Do this:
Retype the remarks on Geerhardus Vos and Neo-Calvinism word for word.

Source extract:
────────────────────────────────────────

Vos and Neo-Calvinism: Rethinking a Transatlantic Identity

I had the privilege of participating in a panel discussion on Danny Olinger’s excellent biography of Geerhardus Vos at the Presbyterian Scholars Conference, held at Harbor House, Wheaton College, on October 21–22, 2025. Dr. Owen Anderson, Dr. Luke Johnston, and I each offered comments and reflections, after which Rev. Olinger responded. Below are my remarks, intended to spark further scholarly investigation.


It’s a pleasure to participate in this panel discussion revisiting Danny Olinger’s important biography, Geerhardus Vos: Reformed Biblical Theologian, Confessional Presbyterian. The book provides not only a theological account of Vos’s thought but also a rich portrait of his life—his family background, scholarly development, and ecclesiastical commitments.

What I want to do is highlight one particularly suggestive episode early in Vos’s life, and propose that it raises a larger question: Was Geerhardus Vos a Neo-Calvinist? Or should we consider him something else—perhaps a theological cousin to Abraham Kuyper and Herman Bavinck, but not one of their direct heirs?

In recent years, we’ve witnessed a significant revival of interest in Herman Bavinck. Since the first volume of his Reformed Dogmatics was published in English in 2003, Bavinck has increasingly been received as a major voice in Reformed theology. This renewed attention has contributed to a broader resurgence of interest in Neo-Calvinism particularly among younger scholars who find Kuyper and Bavinck’s vision of cultural engagement and common grace compelling.

But where does that leave Vos?

Certainly, Vos was deeply connected to Bavinck. Olinger’s biography gives ample attention to their friendship and overlapping theological instincts. But Vos’s story also takes a decisively different turn—especially in one moment that deserves attention.

────────────────────────────────────────

Raw records:

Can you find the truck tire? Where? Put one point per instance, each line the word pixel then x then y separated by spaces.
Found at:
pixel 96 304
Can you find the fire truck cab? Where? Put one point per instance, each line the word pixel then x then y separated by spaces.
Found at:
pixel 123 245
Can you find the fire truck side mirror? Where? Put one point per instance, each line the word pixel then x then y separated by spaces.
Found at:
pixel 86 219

────────────────────────────────────────

Reply:
Vos and Neo-Calvinism: Rethinking a Transatlantic Identity

I had the privilege of participating in a panel discussion on Danny Olinger’s excellent biography of Geerhardus Vos at the Presbyterian Scholars Conference, held at Harbor House, Wheaton College, on October 21–22, 2025. Dr. Owen Anderson, Dr. Luke Johnston, and I each offered comments and reflections, after which Rev. Olinger responded. Below are my remarks, intended to spark further scholarly investigation.


It’s a pleasure to participate in this panel discussion revisiting Danny Olinger’s important biography, Geerhardus Vos: Reformed Biblical Theologian, Confessional Presbyterian. The book provides not only a theological account of Vos’s thought but also a rich portrait of his life—his family background, scholarly development, and ecclesiastical commitments.

What I want to do is highlight one particularly suggestive episode early in Vos’s life, and propose that it raises a larger question: Was Geerhardus Vos a Neo-Calvinist? Or should we consider him something else—perhaps a theological cousin to Abraham Kuyper and Herman Bavinck, but not one of their direct heirs?

In recent years, we’ve witnessed a significant revival of interest in Herman Bavinck. Since the first volume of his Reformed Dogmatics was published in English in 2003, Bavinck has increasingly been received as a major voice in Reformed theology. This renewed attention has contributed to a broader resurgence of interest in Neo-Calvinism particularly among younger scholars who find Kuyper and Bavinck’s vision of cultural engagement and common grace compelling.

But where does that leave Vos?

Certainly, Vos was deeply connected to Bavinck. Olinger’s biography gives ample attention to their friendship and overlapping theological instincts. But Vos’s story also takes a decisively different turn—especially in one moment that deserves attention.